## TO DO
Please set out all of the entries below as a numbered list, leaving out any blank lines.

--- BEGIN EXTRACTED DATA ---

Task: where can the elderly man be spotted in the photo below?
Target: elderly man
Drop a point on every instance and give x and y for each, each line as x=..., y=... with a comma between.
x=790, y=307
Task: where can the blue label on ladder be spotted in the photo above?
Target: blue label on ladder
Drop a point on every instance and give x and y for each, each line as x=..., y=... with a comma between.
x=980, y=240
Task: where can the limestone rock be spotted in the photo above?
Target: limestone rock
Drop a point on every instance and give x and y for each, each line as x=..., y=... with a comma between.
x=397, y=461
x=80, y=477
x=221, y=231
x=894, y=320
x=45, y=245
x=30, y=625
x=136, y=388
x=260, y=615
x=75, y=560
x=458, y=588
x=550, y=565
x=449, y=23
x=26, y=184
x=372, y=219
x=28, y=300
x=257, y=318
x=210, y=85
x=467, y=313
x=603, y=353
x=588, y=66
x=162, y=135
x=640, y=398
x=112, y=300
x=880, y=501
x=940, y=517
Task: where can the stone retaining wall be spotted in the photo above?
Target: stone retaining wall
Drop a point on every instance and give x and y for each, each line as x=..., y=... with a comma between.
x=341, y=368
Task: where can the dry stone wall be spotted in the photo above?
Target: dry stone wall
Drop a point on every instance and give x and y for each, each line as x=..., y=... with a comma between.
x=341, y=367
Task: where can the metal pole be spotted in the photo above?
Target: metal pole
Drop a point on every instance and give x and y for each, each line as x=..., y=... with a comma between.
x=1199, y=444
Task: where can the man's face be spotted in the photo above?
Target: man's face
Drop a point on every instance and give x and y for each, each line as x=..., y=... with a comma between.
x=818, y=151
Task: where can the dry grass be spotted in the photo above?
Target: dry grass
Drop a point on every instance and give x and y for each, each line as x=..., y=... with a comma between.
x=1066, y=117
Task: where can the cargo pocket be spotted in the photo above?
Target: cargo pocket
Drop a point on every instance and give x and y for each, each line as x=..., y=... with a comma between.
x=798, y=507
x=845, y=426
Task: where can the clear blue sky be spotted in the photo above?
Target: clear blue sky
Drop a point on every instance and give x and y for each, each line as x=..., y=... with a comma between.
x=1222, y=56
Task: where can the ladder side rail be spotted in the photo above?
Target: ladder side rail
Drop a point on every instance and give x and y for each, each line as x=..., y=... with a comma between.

--- END EXTRACTED DATA ---

## COMPLETE ANSWER
1. Task: where can the elderly man be spotted in the photo below?
2. Target: elderly man
3. Drop a point on every instance and give x and y for each, each line as x=..., y=... with a comma between.
4. x=790, y=307
5. Task: where can the blue label on ladder be spotted in the photo above?
6. Target: blue label on ladder
7. Drop a point on every instance and give x and y for each, each line as x=..., y=... with a comma between.
8. x=980, y=240
9. Task: where can the limestone rock be spotted in the photo above?
10. Target: limestone rock
11. Drop a point on every instance and give x and y for each, each line as x=..., y=... with a comma between.
12. x=397, y=461
13. x=80, y=477
14. x=221, y=231
15. x=894, y=320
16. x=45, y=245
17. x=30, y=625
18. x=136, y=388
19. x=260, y=615
20. x=75, y=560
21. x=458, y=588
22. x=550, y=565
23. x=449, y=23
24. x=26, y=184
25. x=372, y=219
26. x=28, y=300
27. x=257, y=318
28. x=210, y=85
29. x=467, y=313
30. x=603, y=353
31. x=588, y=66
32. x=162, y=135
33. x=640, y=398
34. x=112, y=300
35. x=880, y=501
36. x=940, y=517
37. Task: where can the stone retaining wall be spotted in the photo above?
38. Target: stone retaining wall
39. Drop a point on every instance and give x and y for each, each line as x=..., y=... with a comma between.
40. x=341, y=368
41. Task: where can the dry stone wall be spotted in the photo above?
42. Target: dry stone wall
43. Drop a point on every instance and give x and y for each, each line as x=..., y=... with a comma between.
44. x=341, y=367
45. Task: where can the metal pole be spotted in the photo above?
46. Target: metal pole
47. Drop a point on every instance and give x and y for each, each line as x=..., y=... with a comma between.
48. x=1199, y=444
49. Task: where can the man's face be spotted in the photo above?
50. Target: man's face
51. Drop a point on every instance and give x and y for each, each line as x=..., y=... with a comma between.
52. x=818, y=151
53. Task: where can the dry grass be spotted in the photo above?
54. Target: dry grass
55. Drop a point on every instance and give x and y for each, each line as x=..., y=... with a comma between.
56. x=1066, y=117
57. Task: where can the cargo pocket be spotted in the photo above?
58. Target: cargo pocket
59. Drop a point on every instance and give x and y for each, each line as x=..., y=... with a comma between.
60. x=798, y=507
61. x=845, y=426
62. Task: where can the clear blue sky be spotted in the photo above?
63. Target: clear blue sky
64. Drop a point on every instance and give x and y for each, each line as x=..., y=... with a comma between.
65. x=1222, y=56
66. Task: where can the ladder side rail be spotted in the photo above?
67. Target: ladder side rail
68. Drop a point on every instance and give x and y for each, each line as x=..., y=... with a comma between.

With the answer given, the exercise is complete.